TEXT BLOCK:
++++++++++
An independent voice for ethical adoption
From The Kansas City Star:
Moved to crusade for open adoption, Baran joined a novel research project started by a University of California-Los Angeles psychiatrist, Dr. Arthur Sorosky, who noticed that his patients who had been adopted tended to have identity problems. Another Vista Del Mar social worker, Reuben Pannor, collaborated with them.
When they solicited opinions on open adoption – the idea that birth parents and adopted family know who each other are – they received more than 600 letters and interviewed many of the writers.
“The Adoption Triangle: The Effects of the Sealed Record on Adoptees, Birth Parents, and Adoptive Parents” resulted from that study. It helped popularize the argument that an adoptee’s knowledge of birth parents is crucial to his or her identity.
Adopted adults “told us the reunion with birth parents made them feel normal and whole, for they finally experienced genealogical connections,” the researchers wrote in 1980 in a letter to the Los Angeles Times.
++++++++++
Dataset entries:
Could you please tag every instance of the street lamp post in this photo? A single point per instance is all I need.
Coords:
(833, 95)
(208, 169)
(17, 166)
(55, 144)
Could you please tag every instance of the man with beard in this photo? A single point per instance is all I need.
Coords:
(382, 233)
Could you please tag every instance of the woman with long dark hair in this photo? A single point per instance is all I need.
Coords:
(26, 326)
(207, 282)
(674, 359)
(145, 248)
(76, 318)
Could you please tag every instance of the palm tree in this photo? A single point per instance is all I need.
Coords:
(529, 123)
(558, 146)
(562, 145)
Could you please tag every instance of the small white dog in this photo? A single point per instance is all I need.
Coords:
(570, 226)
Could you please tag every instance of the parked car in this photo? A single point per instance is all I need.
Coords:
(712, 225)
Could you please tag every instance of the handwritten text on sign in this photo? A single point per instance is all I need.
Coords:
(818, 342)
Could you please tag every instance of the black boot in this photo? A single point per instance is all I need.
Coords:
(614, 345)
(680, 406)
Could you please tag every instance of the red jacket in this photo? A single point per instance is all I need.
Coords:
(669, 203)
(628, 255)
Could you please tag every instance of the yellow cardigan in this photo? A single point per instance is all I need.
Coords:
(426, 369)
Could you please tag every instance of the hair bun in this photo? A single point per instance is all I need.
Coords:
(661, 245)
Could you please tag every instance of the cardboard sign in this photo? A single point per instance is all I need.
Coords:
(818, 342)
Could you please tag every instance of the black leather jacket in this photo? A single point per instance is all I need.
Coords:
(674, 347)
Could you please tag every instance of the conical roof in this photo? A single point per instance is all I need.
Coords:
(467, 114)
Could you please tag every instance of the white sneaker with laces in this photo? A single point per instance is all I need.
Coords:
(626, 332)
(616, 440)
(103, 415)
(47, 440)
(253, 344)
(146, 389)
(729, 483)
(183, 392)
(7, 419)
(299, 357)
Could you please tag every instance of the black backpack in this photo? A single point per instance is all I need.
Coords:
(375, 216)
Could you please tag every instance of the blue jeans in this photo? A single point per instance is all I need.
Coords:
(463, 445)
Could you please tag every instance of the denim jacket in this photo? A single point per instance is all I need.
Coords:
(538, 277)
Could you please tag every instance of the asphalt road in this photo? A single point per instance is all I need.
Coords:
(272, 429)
++++++++++
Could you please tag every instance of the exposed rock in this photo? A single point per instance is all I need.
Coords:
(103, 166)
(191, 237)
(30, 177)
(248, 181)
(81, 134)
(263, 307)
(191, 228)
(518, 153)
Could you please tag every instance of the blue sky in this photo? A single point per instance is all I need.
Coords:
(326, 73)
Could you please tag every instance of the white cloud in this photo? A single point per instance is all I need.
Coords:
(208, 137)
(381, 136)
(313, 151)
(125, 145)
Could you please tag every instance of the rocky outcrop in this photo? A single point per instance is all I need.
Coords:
++++++++++
Carry on the Kansas City Star article about the open adoption research, picking up after its final sentence. The dataset entries have no connection to the article.

For birth parents, there is “always a lingering pain for that child given up for adoption,” they wrote. “Birth parents do not know if that child is alive or dead, well or ill.”
“All adoptees, if they have a shred of intelligence, have to assume somebody dumped them,” Baran told the Chicago Tribune in 1985, displaying the forthrightness that was a hallmark. Knowing about their background can ease those fears, she said.
The book significantly altered people’s attitudes about adoption, according to several histories of adoption in the United States. The authors “quickly became the intellectual patron saints of the adoption rights movement,” E. Wayne Carp wrote in the 2000 book “Family Matters.”